◆ TASK DETAILS ◆
From the line that contains "# for every" to the final line of the entries below, write out every line exactly as it appears, and nothing else.

◆ RECORD EXTRACTS ◆
*** Block opens ***

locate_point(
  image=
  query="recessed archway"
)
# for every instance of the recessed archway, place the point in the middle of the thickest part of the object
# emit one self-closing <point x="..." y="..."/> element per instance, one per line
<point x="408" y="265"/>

*** Block closes ***

◆ RESPONSE TO THE TASK ◆
# for every instance of the recessed archway, place the point in the middle of the thickest part of the object
# emit one self-closing <point x="..." y="..."/> element per instance, one per line
<point x="408" y="265"/>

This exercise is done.